すてっぷ・じゃんぷ日記

今日の活動

リモート学習会

今日から、地域の通級の先生方と一緒に「T式ひらがな音読支援の理論と実践 | 小枝 達也 関あゆみ 」のリモート学習会が全五回で始まりました。発達性読み書き障害についての正しい知識を得ようということで、当法人とリンクして昨年からこの取り組みが続いています。

昨年は、11月に読み書き障害の診断テストである「STRAW-R」研修会を40名ほどのリモート研修参加者で実施しました。今回はその続きで、一昨年刊行された、小枝達也先生の本の学習会です。今日参加したのは26名ほどの先生方でした。学校の理解が進まない、教員の知識が少ないとぼやいているのではなく、みんなで勉強会をしながら知見を広げていくことが大事だと思うのです。

文字が読めれば読み書き障害ではないと信じている先生方がまだまだ多い中、流暢性の欠如こそこの障害の本体だという事や、単なる読み書きの環境が乏しいから生じる後天性のものではなく、視覚や聴覚、手足が動かないなどの機能的な障害と同じだという理解をすすめることが必要です。これを本質的に正常域まで持っていくことは無理にしても、読み書きの易疲労性を軽減して、興味関心を広げることは可能だという事をこの学習会を通して学んでいけたらと思います。

 

こだわりと不適切行動

L君には場所のこだわりがあります。事業所は狭いので利用者30名分のカバン置き場は作れないので、毎日利用する約10名分の棚に毎日氏名を貼り替えて利用してもらっています。L君は上の段に置くと決めているようでこちらも彼のこだわりを知っているスタッフは上段に名前を張るようにしていたのですが、たまたま知らないスタッフが下段に貼ったので、L君は大声を上げて「上段がいい!」とスタッフに怒鳴ったのです。それを見た他のスタッフが事を収めようと上段に名前を貼り替えたのです。

反省会で「それって良い支援なの?」と今度はまた他のスタッフが質問しました。事業所にしてみれば利用者の毎日入れ替わるロッカーが上段でも下段でもどっちを使ってもいいことだけど、指定された事が気に入らないと怒鳴って言い分が実現するのはいかがなものかと言う意見でした。その通りです。ロッカーはどっちでもいいけど不適切な行動をスルーして要求を実現してしまえば、怒鳴れば事が実現すると理解してしまいます。不適切行動はやり直しが大事です。

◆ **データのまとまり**
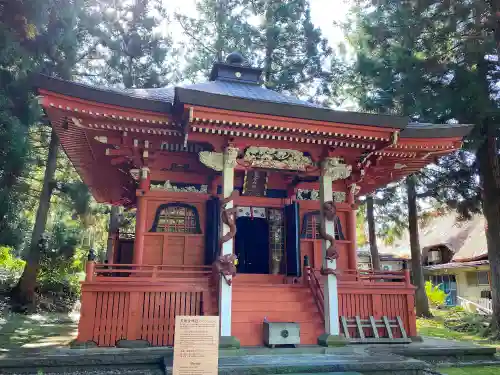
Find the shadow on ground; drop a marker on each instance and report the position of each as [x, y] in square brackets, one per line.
[36, 331]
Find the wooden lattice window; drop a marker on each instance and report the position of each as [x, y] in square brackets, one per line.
[311, 228]
[311, 223]
[276, 238]
[176, 218]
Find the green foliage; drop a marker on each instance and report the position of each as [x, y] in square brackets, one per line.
[436, 296]
[284, 42]
[129, 44]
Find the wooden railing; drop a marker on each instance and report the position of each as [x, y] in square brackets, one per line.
[120, 272]
[316, 289]
[143, 305]
[369, 293]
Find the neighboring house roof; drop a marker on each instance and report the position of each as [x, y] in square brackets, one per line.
[465, 239]
[384, 257]
[455, 265]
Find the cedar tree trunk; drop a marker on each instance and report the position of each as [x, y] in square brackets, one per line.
[421, 301]
[489, 171]
[371, 233]
[24, 292]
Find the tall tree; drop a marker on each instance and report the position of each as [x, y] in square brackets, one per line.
[132, 50]
[221, 27]
[372, 234]
[277, 35]
[58, 43]
[18, 28]
[131, 45]
[422, 303]
[439, 62]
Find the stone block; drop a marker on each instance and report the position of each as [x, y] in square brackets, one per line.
[332, 340]
[229, 342]
[131, 344]
[83, 345]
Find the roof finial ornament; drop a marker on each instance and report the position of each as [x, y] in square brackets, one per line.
[235, 58]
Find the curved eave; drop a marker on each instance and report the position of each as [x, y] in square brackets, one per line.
[94, 94]
[234, 103]
[429, 131]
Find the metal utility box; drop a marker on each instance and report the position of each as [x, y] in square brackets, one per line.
[281, 333]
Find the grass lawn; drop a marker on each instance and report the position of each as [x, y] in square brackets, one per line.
[492, 370]
[435, 328]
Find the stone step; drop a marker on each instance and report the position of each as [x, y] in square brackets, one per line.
[349, 361]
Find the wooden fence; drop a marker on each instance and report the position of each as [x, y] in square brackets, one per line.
[140, 302]
[367, 293]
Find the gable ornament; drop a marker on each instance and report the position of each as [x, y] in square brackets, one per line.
[336, 168]
[274, 158]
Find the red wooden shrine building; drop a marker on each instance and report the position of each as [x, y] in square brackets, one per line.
[178, 154]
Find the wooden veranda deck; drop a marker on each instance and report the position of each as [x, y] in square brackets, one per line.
[140, 302]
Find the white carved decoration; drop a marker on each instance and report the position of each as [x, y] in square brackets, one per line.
[230, 157]
[265, 157]
[213, 160]
[313, 195]
[354, 189]
[336, 169]
[255, 212]
[144, 172]
[167, 186]
[135, 173]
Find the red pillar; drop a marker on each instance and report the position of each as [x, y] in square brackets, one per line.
[141, 216]
[352, 261]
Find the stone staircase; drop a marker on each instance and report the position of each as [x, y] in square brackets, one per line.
[257, 297]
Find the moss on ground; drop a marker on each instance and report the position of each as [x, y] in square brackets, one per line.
[435, 328]
[36, 331]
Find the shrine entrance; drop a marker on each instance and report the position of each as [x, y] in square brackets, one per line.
[252, 245]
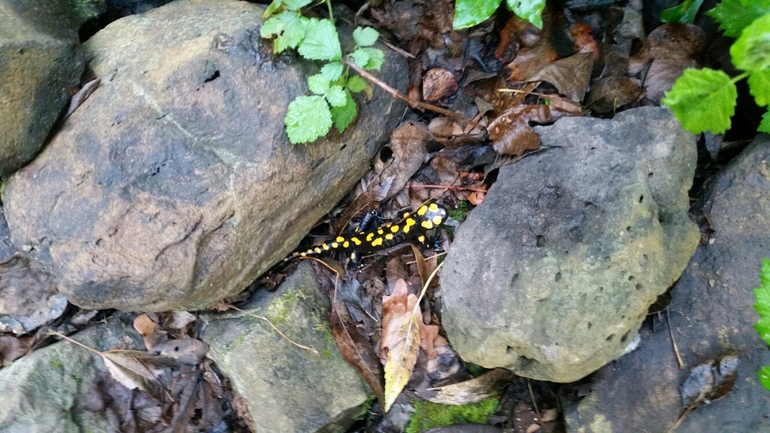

◆ **課題**
活動日記の続きを、最後の段落のあとから書いてください。 項目は活動日記とは別の資料です。

◆ **解答**
「○○さん、僕は上段にカバンを置きたいですと2の(大きさの)声でいいます」とやり直させて言えたら、良く言えたねと上段に置いてあげればよいのです。すてっぷは女性スタッフが多いので子どもの大声等不適切な行動に驚いてしまい、その行動をスルーしてしまうスタッフも少なくないのですが、みんなで協力して正しい行動を引き出し、双方が終わり良しにしましょうと話し合いました。その際に、こだわりについて認めるのかと言う意見がありましたが、それは時と場合や内容にもよるし、もしも変えなければならないこだわりなら、本人が荒れている現場で「勝負」すべきではなく、その場はうまく「折り合い(交渉)」をつけて終わらせ、計画を練って穏やかに行動変容させていく手段をとるべきだと話し合いました。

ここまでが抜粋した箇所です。